▸ Testo di partenza:
========

L’università che punisce il merito. Da Bergamo arriva una storia così pesante e surreale da ribaltare l’asse cartesiano di una realtà cui siamo assuefatti. Una vicenda tanto kafkiana da interessare la comunità scientifica internazionale, con potenziali premi Nobel, a partire dall’ex capo dipartimento economia di Oxford, che si spendono perché non passi sotto silenzio, mentre in Italia nessuno la racconta. In breve, è questa. L’Università chiama un docente da Londra per “chiara fama”, individuato tra i professori “stabilmente all’estero”. Dopo 13 anni di docenza, senza mai un addebito, lo caccia via con ignominia accusandolo di aver “mentito” sul fatto di aver proseguito la docenza estera. Due sentenze del Tar dimostrano poi che l’accusa era del tutto falsa, accertano la piena compatibilità dei due incarichi (italiano ed estero), e dispongono l’immediato reintegro. Di più, censurano l’ateneo per un “uso distorto del potere pubblico” e l’adozione di norme regolamentari “parimenti illegittime verosimilmente introdotte ad personam”. L’epilogo della storia è tuttavia ancora da scrivere.
La medaglia del merito ha smesso di girare tra dritto e rovescio, tanto che il tribunale amministrativo è già passato alla quantificazione del danno, ma l’ateneo orobico insiste: bussa ora alla porta del Consiglio di Stato, alimentando così una vicenda che scredita l’università italiana ben oltre i confini nazionali, come sottolinea l’associazione Trasparenza e Merito che la denuncia. Ecco allora la storia di Giovanni Urga, dei suoi “tre anni d’inferno” passati nel pugno di chi in palmo di mano l’aveva richiamato in Italia, tra il silenzio di colleghi per nulla inclini a difenderlo. “E’ successo. – si limita a dire il professore – Ma non deve intaccare la fiducia nei nostri atenei e dei nostri studenti”.
Un cervellone in fuga
La storia inizia nel 2007, quando l’Università di Bergamo spalanca le porte della docenza a un professore potentino che aveva insegnato lì dal 1992 ma aveva poi preso il volo arrivando alla econometria e alla finanza appositamente richiamato dalla Bayes Business School di Londra, dove insegna dal 1999. La chiamata avviene per “chiara fama”, visto il cv chilometrico con PhD all’Università di Oxford, e poi ricercatore al Queen Mary and Westfield College e alla London Business School di Londra. L’operazione è benedetta dai vertici dell’ateneo, che per anni s’ammantano d’aver riportato in Italia un cervellone in fuga che proprio lì aveva insegnato, come docente contratto, dal 1992. Per 13 anni Urga è ordinario di econometria e il suo impegno proietta l’ateneo e i suoi studenti nel consesso scientifico più alto d’Europa, con oltre 70 pubblicazioni con doppia affiliazione, progetti di ricerca finanziati tra l’altro dalla Comunità Europea e la Bank of England, il coinvolgimento di studenti e studiosi in pubblicazione di fascia A, attività e seminari beneficiari di fondi della Bayes Business School a copertura di parte delle spese di viaggio e di permanenza a Londra. La bella storia su cui tanti in Italia metterebbero la firma nel 2020 riserva un improvviso colpo di scena, di quelli kafkiani per cui all’estero ci guardano come marziani, sospirando “ah, l’Italia”.

========

▸ Consegne:
(1) Traduci in inglese, per favore, questa frase dell'articolo sul caso Urga: "L’epilogo della storia è tuttavia ancora da scrivere."
(2) Secondo l'articolo sul caso Urga, da quale anno Giovanni Urga insegna alla Bayes Business School di Londra?

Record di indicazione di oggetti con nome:
========

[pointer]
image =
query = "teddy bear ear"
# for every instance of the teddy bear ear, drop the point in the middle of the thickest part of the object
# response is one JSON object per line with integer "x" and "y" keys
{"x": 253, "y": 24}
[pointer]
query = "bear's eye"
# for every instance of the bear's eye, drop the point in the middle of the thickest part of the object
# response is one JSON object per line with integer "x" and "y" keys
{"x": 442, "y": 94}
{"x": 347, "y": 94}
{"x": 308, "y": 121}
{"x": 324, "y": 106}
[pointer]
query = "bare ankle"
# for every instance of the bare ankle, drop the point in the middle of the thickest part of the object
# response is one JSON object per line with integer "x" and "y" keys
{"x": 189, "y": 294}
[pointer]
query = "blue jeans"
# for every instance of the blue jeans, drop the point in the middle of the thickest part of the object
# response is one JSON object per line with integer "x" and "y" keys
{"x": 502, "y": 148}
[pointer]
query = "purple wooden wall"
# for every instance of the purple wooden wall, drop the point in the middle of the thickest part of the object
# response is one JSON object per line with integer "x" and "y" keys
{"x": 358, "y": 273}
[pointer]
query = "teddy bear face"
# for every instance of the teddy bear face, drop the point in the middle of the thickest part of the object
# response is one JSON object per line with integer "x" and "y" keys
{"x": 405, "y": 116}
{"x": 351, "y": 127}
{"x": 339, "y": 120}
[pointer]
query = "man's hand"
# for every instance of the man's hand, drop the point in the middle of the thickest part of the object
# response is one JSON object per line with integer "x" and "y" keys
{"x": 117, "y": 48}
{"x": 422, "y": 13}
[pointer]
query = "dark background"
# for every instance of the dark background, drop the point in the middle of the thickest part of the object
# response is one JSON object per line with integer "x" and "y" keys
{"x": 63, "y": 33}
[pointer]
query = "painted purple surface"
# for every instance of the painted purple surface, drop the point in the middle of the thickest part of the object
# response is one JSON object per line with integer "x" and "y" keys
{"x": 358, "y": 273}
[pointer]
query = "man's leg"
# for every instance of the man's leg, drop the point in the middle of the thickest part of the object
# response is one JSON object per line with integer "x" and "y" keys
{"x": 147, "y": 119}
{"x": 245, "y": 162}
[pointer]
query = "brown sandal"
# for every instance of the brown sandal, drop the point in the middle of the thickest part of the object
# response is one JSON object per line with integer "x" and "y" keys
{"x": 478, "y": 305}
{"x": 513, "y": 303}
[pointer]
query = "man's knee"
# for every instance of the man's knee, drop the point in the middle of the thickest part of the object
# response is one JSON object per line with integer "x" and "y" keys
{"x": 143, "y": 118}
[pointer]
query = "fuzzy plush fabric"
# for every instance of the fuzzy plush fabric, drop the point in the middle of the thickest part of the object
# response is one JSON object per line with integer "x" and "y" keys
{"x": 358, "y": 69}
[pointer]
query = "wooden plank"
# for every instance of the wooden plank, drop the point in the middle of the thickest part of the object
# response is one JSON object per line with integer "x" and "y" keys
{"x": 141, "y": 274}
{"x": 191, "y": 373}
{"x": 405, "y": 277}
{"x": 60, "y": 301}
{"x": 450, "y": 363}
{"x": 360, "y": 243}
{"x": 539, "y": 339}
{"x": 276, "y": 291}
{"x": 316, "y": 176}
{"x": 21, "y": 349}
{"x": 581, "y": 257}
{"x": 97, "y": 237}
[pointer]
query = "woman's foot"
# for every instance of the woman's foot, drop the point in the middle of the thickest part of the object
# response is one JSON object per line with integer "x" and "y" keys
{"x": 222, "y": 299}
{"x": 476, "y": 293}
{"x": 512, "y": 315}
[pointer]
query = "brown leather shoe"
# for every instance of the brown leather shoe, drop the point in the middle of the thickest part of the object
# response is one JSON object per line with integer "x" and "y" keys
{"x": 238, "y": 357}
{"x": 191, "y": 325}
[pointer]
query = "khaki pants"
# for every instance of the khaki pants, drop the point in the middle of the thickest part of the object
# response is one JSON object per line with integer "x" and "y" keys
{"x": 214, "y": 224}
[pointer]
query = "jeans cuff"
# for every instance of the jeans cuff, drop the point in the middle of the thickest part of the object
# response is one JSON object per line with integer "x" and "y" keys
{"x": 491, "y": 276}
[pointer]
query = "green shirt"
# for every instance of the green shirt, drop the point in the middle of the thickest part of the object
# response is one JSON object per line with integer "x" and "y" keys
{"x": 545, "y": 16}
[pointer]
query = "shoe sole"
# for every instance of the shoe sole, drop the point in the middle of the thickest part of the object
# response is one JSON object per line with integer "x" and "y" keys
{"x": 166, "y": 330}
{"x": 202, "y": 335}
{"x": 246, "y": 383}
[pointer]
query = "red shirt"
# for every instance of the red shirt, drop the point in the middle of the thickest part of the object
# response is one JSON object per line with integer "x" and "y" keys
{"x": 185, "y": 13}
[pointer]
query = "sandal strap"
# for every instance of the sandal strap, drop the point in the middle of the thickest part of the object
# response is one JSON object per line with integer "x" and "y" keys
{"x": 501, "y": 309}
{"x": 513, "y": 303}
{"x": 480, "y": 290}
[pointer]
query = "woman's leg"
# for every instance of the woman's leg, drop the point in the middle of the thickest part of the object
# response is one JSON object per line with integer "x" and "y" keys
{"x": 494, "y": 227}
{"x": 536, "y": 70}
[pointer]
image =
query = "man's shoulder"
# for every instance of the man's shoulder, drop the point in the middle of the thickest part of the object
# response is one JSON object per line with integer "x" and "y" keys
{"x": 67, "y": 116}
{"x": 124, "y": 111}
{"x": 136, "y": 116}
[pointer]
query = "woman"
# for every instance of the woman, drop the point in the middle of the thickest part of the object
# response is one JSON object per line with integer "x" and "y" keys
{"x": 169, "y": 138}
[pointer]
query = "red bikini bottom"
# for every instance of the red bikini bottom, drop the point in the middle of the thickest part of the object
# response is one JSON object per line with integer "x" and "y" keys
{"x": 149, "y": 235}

========

▸ Risposte per consegna:
(1) The ending of the story, however, is yet to be written.

(2) Dal 1999.